* YOUR OBJECTIVE
Reproduce exactly the final portion of the data: every line from the one containing "of the small" through the last line, inclusive.

* RECORDS FOR PROCESSING
═══

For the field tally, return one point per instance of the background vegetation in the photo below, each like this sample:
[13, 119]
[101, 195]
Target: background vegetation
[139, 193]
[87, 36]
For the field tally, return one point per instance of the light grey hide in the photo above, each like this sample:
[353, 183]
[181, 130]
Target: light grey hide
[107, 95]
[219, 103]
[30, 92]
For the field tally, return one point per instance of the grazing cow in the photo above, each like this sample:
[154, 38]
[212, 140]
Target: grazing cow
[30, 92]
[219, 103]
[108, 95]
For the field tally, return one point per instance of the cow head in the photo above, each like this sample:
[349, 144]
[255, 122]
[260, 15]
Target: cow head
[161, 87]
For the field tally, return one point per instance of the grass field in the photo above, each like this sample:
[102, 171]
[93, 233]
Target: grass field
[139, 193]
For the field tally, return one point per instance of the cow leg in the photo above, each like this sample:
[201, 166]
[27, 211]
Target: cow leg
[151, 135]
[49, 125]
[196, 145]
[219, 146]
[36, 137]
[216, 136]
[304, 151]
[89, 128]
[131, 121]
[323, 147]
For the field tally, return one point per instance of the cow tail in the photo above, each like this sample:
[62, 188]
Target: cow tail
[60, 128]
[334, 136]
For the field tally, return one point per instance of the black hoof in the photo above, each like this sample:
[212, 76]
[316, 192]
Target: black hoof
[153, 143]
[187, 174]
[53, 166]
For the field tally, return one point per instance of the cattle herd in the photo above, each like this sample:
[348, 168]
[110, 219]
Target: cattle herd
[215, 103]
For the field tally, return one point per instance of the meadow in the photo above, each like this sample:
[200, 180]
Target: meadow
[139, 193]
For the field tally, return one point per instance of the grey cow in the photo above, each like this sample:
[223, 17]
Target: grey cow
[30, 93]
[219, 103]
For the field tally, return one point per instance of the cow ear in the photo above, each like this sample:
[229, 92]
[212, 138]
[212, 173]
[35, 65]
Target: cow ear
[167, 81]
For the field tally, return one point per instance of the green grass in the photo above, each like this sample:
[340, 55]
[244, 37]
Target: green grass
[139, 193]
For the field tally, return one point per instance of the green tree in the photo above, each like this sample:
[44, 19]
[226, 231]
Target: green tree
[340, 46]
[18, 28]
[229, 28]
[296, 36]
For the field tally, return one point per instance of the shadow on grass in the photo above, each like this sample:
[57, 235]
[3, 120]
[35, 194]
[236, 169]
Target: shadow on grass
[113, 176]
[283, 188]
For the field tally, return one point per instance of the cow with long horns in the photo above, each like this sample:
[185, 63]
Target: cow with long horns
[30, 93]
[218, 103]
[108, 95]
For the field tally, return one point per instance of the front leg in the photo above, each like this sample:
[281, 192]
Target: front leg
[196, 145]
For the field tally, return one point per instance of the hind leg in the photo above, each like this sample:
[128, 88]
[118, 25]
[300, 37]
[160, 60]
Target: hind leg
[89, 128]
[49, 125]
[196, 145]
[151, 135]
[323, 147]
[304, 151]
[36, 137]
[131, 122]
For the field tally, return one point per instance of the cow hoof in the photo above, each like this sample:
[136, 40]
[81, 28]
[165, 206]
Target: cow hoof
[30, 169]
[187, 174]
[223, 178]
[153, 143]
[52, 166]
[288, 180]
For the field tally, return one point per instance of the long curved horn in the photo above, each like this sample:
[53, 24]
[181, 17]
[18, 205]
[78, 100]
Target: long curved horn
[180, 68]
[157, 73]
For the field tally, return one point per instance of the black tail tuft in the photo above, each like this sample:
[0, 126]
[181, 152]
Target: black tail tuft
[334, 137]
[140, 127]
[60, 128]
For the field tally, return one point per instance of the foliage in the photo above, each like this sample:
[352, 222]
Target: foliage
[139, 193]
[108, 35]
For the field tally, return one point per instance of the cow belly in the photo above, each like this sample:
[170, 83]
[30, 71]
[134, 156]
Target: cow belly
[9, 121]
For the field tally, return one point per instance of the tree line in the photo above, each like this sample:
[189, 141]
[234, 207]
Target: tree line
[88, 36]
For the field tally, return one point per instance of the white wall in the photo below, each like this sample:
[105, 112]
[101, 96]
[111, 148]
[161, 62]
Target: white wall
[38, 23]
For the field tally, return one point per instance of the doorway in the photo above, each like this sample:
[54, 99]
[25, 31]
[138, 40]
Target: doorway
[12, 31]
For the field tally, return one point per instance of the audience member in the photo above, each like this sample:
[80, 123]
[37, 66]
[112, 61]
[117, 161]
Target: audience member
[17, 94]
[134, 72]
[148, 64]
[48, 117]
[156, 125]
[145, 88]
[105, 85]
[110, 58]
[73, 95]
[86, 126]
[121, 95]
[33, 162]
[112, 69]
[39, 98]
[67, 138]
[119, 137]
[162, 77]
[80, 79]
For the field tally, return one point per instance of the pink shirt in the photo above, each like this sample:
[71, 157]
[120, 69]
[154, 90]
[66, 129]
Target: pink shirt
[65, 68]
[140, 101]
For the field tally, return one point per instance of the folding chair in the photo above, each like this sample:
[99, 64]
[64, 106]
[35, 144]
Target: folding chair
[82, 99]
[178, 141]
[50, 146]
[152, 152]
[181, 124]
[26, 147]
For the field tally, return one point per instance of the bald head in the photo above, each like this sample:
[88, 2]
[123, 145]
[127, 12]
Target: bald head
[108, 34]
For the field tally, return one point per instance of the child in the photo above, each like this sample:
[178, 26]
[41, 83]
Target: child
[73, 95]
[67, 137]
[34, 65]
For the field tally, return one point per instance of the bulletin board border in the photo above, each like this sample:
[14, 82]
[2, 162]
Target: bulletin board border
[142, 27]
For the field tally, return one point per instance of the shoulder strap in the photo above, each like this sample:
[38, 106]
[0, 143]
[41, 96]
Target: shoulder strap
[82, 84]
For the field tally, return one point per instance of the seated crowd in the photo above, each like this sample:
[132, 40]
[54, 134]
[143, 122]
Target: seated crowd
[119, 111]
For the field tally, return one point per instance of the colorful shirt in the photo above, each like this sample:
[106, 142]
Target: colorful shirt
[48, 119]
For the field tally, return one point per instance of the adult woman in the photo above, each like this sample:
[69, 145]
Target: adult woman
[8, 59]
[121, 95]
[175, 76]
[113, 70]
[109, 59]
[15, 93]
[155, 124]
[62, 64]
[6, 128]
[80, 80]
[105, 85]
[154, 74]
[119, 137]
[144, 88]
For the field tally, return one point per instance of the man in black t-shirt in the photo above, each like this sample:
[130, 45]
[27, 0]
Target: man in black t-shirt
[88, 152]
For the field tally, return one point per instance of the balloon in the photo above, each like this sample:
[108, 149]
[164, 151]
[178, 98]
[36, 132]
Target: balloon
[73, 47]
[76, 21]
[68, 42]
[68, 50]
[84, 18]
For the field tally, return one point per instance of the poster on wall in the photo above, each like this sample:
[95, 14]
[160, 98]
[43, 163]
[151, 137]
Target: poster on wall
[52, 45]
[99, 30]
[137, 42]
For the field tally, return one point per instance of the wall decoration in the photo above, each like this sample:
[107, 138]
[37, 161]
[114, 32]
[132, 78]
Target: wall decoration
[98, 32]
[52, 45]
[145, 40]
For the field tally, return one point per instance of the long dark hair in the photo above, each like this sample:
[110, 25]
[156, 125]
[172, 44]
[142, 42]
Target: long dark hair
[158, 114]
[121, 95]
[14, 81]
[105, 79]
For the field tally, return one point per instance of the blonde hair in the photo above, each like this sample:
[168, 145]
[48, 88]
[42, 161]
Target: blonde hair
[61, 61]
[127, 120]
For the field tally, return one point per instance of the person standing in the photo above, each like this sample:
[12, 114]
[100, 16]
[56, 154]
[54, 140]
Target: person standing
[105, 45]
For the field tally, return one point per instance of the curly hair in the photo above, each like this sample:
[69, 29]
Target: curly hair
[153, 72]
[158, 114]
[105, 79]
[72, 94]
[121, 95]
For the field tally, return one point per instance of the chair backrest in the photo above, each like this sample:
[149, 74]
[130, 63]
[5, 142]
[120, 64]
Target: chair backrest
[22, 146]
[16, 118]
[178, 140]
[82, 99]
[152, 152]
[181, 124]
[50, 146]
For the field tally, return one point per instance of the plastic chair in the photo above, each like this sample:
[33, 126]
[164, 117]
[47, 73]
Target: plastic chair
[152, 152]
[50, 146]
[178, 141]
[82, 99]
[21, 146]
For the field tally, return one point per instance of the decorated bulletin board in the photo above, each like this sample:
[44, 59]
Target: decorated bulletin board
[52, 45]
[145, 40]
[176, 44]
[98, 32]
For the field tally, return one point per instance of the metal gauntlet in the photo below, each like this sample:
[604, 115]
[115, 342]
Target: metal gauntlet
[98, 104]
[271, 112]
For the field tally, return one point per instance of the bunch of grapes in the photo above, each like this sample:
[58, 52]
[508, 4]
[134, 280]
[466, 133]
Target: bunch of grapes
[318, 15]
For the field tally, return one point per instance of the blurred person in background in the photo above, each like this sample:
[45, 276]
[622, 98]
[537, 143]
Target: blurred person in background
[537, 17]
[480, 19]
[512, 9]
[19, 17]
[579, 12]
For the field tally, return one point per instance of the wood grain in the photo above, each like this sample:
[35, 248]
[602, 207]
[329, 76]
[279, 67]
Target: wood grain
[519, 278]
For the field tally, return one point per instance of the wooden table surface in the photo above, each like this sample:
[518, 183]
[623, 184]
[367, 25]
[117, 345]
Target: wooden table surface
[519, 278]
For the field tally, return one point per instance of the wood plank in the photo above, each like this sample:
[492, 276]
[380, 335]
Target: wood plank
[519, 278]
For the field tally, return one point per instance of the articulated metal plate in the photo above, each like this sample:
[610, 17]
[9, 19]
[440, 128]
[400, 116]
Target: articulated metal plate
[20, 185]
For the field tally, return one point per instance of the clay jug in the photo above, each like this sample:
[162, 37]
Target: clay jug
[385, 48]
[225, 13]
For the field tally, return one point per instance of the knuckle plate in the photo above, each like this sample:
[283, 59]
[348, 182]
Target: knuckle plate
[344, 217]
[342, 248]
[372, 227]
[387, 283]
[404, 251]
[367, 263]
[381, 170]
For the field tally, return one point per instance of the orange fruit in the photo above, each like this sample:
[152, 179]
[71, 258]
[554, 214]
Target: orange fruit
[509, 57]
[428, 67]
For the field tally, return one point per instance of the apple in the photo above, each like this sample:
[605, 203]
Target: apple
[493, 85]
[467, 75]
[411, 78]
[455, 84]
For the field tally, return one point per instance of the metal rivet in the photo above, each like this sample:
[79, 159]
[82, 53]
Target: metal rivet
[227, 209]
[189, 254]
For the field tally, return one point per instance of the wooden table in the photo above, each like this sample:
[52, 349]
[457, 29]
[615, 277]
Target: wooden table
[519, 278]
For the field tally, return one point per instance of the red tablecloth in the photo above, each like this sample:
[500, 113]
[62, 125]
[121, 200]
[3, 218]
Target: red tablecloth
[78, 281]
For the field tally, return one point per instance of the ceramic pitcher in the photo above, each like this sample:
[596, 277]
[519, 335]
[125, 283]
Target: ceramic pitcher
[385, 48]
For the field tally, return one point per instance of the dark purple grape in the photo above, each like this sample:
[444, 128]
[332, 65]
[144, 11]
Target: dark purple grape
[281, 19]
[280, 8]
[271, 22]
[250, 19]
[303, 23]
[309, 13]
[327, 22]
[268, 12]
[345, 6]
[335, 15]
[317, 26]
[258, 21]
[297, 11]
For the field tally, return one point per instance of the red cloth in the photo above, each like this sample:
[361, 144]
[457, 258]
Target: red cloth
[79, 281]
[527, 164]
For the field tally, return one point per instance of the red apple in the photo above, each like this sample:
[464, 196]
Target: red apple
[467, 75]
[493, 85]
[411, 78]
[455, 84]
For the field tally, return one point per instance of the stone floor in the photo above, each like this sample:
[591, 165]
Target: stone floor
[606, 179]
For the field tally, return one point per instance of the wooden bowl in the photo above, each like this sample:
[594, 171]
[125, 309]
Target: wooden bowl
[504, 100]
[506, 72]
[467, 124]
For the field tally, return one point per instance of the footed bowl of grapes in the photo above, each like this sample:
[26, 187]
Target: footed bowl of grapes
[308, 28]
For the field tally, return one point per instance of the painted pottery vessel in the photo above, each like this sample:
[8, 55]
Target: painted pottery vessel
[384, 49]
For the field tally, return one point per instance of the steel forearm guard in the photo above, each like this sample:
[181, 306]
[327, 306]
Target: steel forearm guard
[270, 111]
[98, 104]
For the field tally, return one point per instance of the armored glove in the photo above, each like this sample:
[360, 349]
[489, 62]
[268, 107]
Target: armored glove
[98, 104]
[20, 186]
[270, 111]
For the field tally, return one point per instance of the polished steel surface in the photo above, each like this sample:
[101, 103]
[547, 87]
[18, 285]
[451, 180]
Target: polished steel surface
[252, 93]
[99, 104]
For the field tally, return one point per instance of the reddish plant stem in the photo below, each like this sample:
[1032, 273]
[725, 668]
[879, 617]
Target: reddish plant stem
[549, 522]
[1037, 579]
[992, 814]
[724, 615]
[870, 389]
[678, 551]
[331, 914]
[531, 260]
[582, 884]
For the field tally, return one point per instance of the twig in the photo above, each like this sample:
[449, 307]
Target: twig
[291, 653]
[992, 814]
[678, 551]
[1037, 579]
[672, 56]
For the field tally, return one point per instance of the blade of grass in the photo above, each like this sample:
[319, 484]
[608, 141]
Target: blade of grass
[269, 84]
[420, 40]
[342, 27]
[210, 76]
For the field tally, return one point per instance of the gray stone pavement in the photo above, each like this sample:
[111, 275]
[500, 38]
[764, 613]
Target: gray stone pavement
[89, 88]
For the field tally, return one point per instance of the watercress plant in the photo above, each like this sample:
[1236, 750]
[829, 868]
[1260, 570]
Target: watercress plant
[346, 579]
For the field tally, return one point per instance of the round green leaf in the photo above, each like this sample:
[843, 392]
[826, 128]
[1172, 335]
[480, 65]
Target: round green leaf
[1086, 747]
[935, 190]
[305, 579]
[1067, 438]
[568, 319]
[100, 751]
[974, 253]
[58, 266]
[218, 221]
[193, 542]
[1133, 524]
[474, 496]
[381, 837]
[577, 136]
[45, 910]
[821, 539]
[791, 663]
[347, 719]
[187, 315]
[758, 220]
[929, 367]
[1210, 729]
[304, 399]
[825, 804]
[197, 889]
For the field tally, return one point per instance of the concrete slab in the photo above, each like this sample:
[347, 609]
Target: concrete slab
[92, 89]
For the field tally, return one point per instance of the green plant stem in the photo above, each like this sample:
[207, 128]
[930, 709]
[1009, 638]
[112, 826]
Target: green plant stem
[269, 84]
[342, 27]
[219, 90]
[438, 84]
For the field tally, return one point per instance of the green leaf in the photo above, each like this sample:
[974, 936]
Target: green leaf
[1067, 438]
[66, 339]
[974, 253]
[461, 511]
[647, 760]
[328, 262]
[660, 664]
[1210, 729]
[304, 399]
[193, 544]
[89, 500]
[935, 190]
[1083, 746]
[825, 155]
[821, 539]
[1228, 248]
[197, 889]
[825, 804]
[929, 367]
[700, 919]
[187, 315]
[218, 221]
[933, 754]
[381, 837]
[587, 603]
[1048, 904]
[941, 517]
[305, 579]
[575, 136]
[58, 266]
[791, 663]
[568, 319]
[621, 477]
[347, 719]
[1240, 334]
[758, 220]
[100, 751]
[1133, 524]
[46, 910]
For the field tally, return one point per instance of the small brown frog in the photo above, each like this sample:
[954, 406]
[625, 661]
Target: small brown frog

═══

* THE SOLUTION
For the field tally, return one point per instance of the small brown frog in the photo above, each like this sample:
[954, 406]
[625, 661]
Target: small brown frog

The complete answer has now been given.